» Given passage:
FIFA’s next major appointment cycle for women’s officiating is already under way, with match officials named this year for the 2026 FIFA U-20 and U-17 Women’s World Cups as part of preparations for the 2027 Women’s World Cup in Brazil.

Northern NSW Football’s Leadership Program Reaches 98 Graduates as Sport Moves Toward 2027 Gender Parity Targets

Northern NSW Football has concluded its 2026 Women’s Leadership Program, with 13 participants taking the total number of graduates to 98 women across the region since the program launched in 2023. The five-week program combined online modules with a two-day conference at Rydges Resort in the Hunter Valley, bringing together club volunteers, committee members, administrators and NNSWF staff from Newcastle, Macquarie, Northern Inland and Football Mid North Coast zones.

The program’s growth has been uneven year to year. It launched with two intakes in 2023, drew 25 scholarship recipients in 2024,then settled to 12 in 2025, which brought the cumulative total to 85 before this year’s cohort of 13.

» Exercise brief:
Could you continue the article above on Northern NSW Football's Women's Leadership Program, picking up right after its final sentence?

» Dataset excerpt:
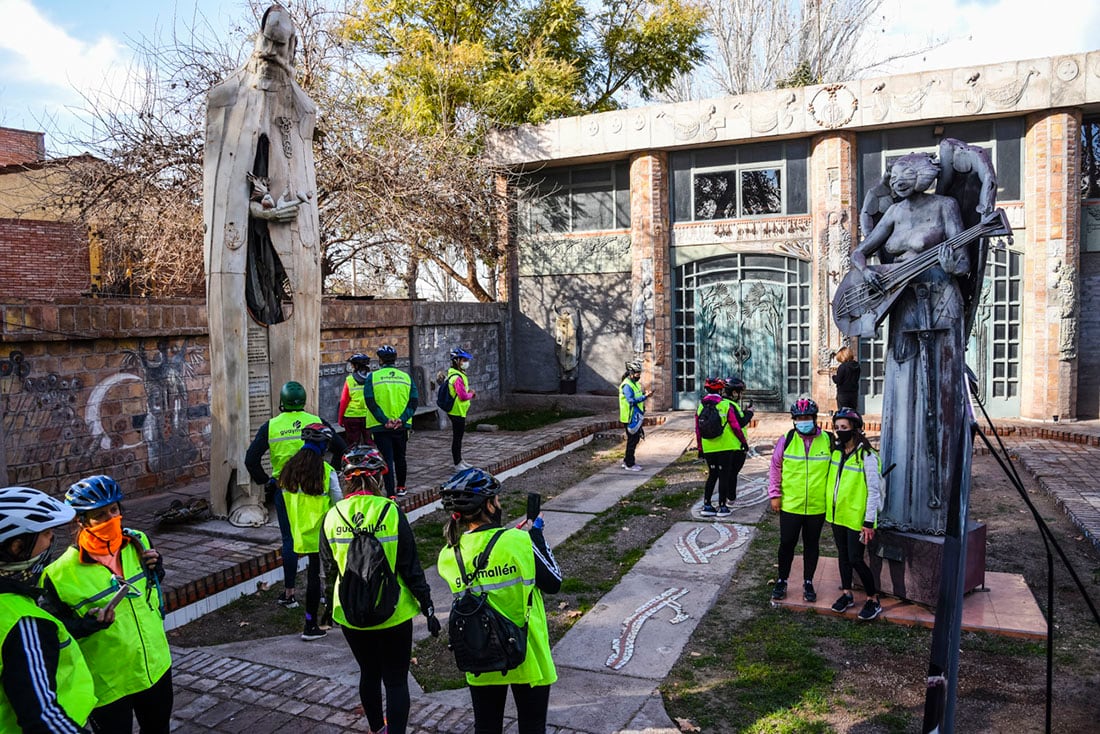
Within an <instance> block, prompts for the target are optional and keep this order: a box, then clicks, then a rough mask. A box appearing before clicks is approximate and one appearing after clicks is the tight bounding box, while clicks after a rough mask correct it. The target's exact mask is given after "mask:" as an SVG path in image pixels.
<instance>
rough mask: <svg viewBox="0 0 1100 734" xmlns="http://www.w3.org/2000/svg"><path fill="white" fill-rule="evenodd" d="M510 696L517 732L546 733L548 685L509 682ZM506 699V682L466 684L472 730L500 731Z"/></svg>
mask: <svg viewBox="0 0 1100 734" xmlns="http://www.w3.org/2000/svg"><path fill="white" fill-rule="evenodd" d="M511 698H513V699H514V700H515V701H516V716H517V719H518V721H517V722H516V723H517V724H518V726H519V734H546V731H547V709H549V708H550V687H549V686H536V687H531V686H528V684H527V683H513V684H511ZM507 699H508V686H471V687H470V700H471V701H472V702H473V709H474V734H500V732H503V731H504V704H505V702H506V701H507Z"/></svg>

» Expected output:
The program was facilitated by Ann Odong, who founded The Women’s Game, Australia’s first dedicated women’s football website, in 2008,and later spent six years as Football Australia’s Media and PR Manager steering the Matildas’ program through multiple World Cups and Olympic Games,before moving into independent consulting work.

A pipeline built against a 2027 deadline

The program fits within a wider set of national targets football and the broader sport sector have committed to reaching within the next twelve months. Football Australia’s Our Game initiative, launched in 2021, set a goal of 50:50 gender parity across players, coaches, administrators and referees by 2027.Separately, the federally backed National Gender Equity in Sport Governance Policy requires all funded national and state sporting bodies to reach 50 per cent women or gender-diverse board directors by 1 July 2027, with funding to be withheld from organisations that fall short.As of the most recent Australian Sports Commission data, 22 per cent of chief executives and 25 per cent of board chairs across 65 federally funded national sporting organisations were women.

Programs built around confidence, networking and committee-level skills, the model NNSWF has run since 2023, are the mechanism most sporting bodies are relying on to close that gap, since board and executive vacancies typically draw from an organisation’s existing pool of committee members, volunteers and administrators rather than external recruitment.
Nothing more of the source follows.